:: Instructions to follow ::
Make an exact copy of the entries below with the pictures removed.

=== Section Start ===

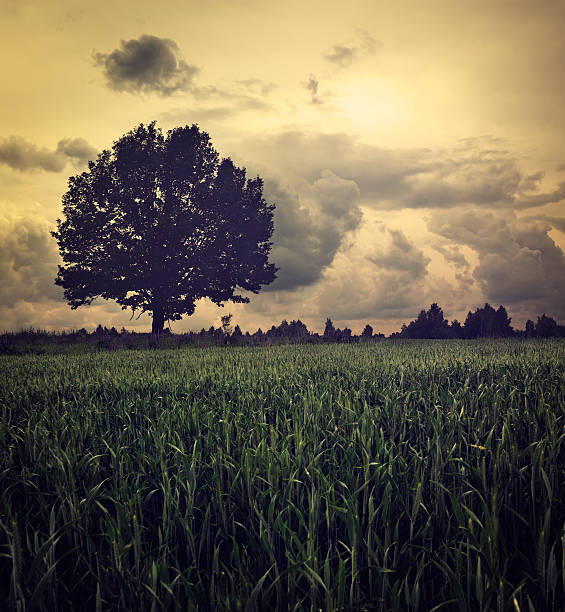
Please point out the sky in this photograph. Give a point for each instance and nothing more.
(415, 151)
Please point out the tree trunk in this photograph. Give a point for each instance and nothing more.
(158, 323)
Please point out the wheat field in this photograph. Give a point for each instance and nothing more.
(407, 475)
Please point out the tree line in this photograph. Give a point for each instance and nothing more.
(485, 322)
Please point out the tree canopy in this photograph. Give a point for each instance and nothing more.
(159, 221)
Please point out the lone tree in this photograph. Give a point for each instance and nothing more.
(158, 222)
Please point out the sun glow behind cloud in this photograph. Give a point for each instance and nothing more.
(386, 102)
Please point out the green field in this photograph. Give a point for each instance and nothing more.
(389, 476)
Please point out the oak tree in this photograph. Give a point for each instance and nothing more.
(158, 222)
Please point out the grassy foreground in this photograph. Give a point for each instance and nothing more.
(391, 476)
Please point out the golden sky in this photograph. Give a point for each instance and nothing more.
(415, 150)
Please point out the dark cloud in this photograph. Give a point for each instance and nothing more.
(452, 255)
(308, 235)
(19, 154)
(312, 85)
(389, 179)
(401, 255)
(28, 262)
(147, 64)
(385, 278)
(519, 263)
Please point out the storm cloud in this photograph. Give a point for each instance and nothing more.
(309, 230)
(28, 262)
(519, 263)
(146, 64)
(381, 274)
(475, 172)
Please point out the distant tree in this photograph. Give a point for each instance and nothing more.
(100, 331)
(487, 322)
(237, 336)
(158, 222)
(546, 327)
(329, 330)
(226, 324)
(502, 323)
(456, 329)
(430, 324)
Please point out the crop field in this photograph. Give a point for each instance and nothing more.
(407, 475)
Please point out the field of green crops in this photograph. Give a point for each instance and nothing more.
(411, 475)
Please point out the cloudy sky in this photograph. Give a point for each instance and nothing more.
(415, 151)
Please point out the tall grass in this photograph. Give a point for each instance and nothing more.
(394, 476)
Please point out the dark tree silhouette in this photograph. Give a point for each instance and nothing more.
(430, 324)
(487, 322)
(546, 327)
(329, 330)
(158, 222)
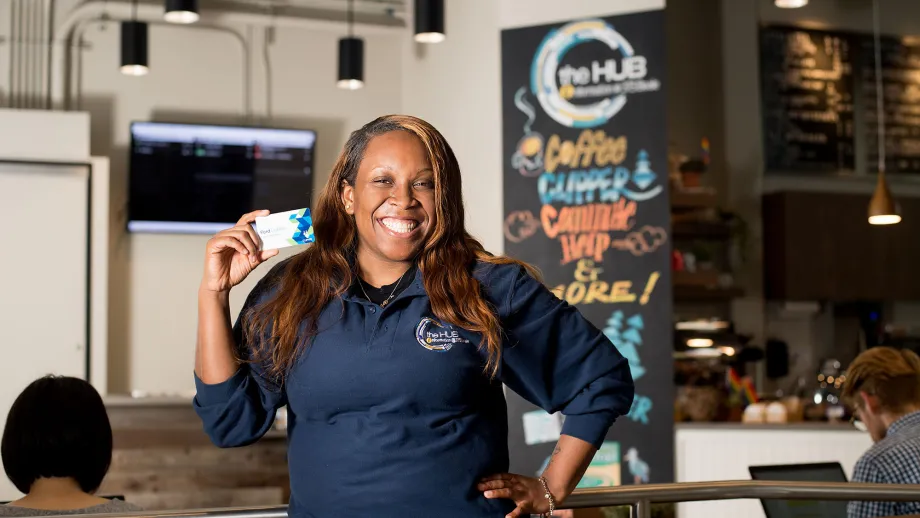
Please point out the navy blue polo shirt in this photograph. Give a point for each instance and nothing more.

=== Section End ===

:: Exercise response ::
Please point out the sky in this photograph. Give a point for each instance and nothing more.
(415, 151)
Please point out the tree trunk in this photograph. Give a point for each instance and nothing more.
(158, 323)
Please point out the wheat field in this photograph. Give a point for each instance and nothing more.
(407, 475)
Please point out the tree line in this photograph. Give a point for each instance and nothing more.
(485, 322)
Please point out the tree canopy in this photograph. Give a point for each instance and nothing more.
(159, 221)
Please point out the lone tree in this photograph. Give a point for each instance and nothing more.
(158, 222)
Please point out the sun glow behind cloud in this photograph. Give a point for each instance and nothing more.
(386, 102)
Please point out the green field in this photograph. Give a point for each instance and nothing more.
(389, 476)
Please point out the oak tree in this photograph. Give a point for each instance and nothing more.
(158, 222)
Please point out the grassy foreground in this photograph. Give a point for each instance and nothing more.
(391, 476)
Please point out the golden sky in this photograph. Give a point for each instance and nothing more.
(415, 150)
Please point out the dark cloud in this photograph. Give a point for each instance and nothing more.
(452, 255)
(308, 235)
(19, 154)
(312, 85)
(389, 179)
(401, 255)
(28, 262)
(147, 64)
(385, 278)
(519, 263)
Please point out the storm cloud in this photograph. Give a point for each instance and nothing more.
(309, 230)
(28, 262)
(519, 263)
(146, 64)
(381, 274)
(475, 172)
Please point out the distant tree in this photograph. Give a point for each instance and nothing more.
(100, 331)
(487, 322)
(237, 336)
(158, 222)
(546, 327)
(329, 330)
(226, 324)
(502, 323)
(456, 329)
(430, 324)
Please point out the crop field in this photograph. Give a point for each instance and nothing more.
(407, 475)
Please point out the field of green crops in this photograph. Give a point for each instance and nothing more.
(411, 475)
Please point out the cloudy sky in this photograph. Give a point for each instance and nothing more.
(415, 151)
Please point out the tall grass in this photograph. Give a point for each instance and nothing more.
(394, 476)
Please point out the dark tree silhouette in this photograph. Give a point for each instance and nothing more.
(430, 324)
(487, 322)
(546, 327)
(329, 330)
(158, 222)
Please point out the navy blue polo shirt in this photograph. Give a point for each instance and nothing more.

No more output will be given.